What you should do:
In the snowboard thread on size 10 boots below, what waist width does laz167 give for the board he currently rides?

Document excerpt:
-=-=-
# Size 10 boots mid-wide board?



## Reede (Feb 16, 2009)

Depends on the board size (waist width) but size 10 boots shouldn't need anything special. i've got 10.5 boots on a standard width 158 and have no probs.


----------



## laz167 (Nov 27, 2007)

yeah I just researched it the board I wanna get was a waist of 25. The one I ride now has a waist of 25.3, so it would actually be smaller, go figure:thumbsup:


----------



## snoeboarder (Sep 19, 2008)

it would feel more stable, but less responsive, especially in the trees, you can ride a regular up to size 11, what size waist is the mid-wide your looking at?

if its a steal just get it


----------



## laz167 (Nov 27, 2007)

Its actually a 25 (Gnu btx street series), the one I ride now is 25.3(Gnu DK Vertighuol) so the series is smaller.


----------



## TeamSR (Apr 22, 2009)

I ride a 156 lib banana right now with a size 11.5-12 boot size and still ride a reg board. Angles set to F- 15* B- (-15*)


----------



## m_jel (Apr 21, 2009)

nah, you'll be alright


----------



## DC5R (Feb 21, 2008)

^ totally agree with Snowolf.


----------
-=-=-
Recorded information:
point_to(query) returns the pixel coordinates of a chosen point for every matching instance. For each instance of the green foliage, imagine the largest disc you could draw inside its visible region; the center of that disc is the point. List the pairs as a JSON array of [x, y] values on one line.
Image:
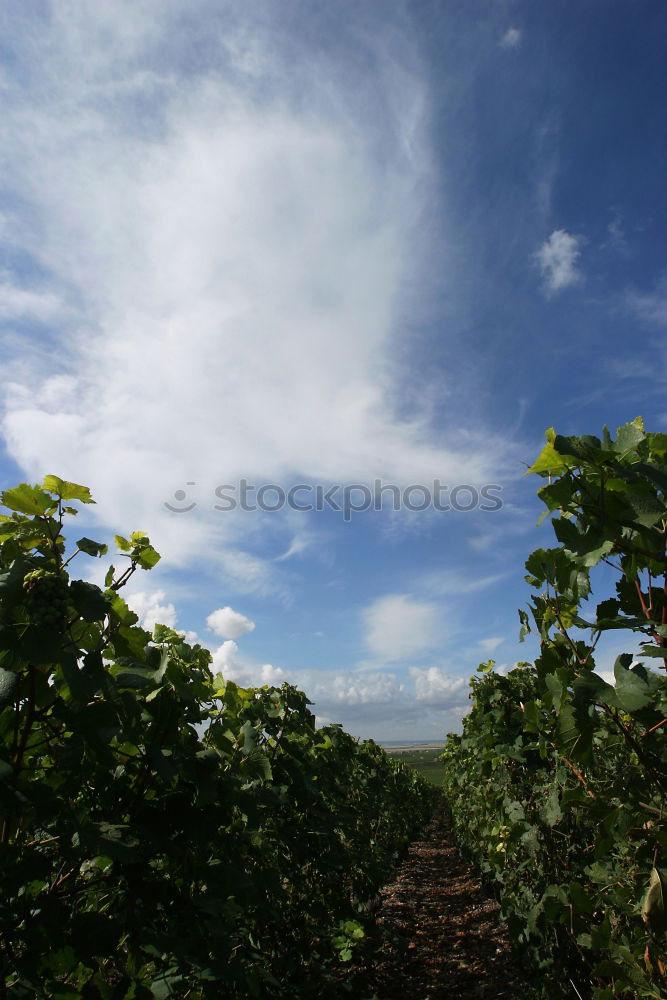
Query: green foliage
[[164, 832], [558, 783]]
-=-=-
The result:
25.3, on a Gnu DK Vertighuol.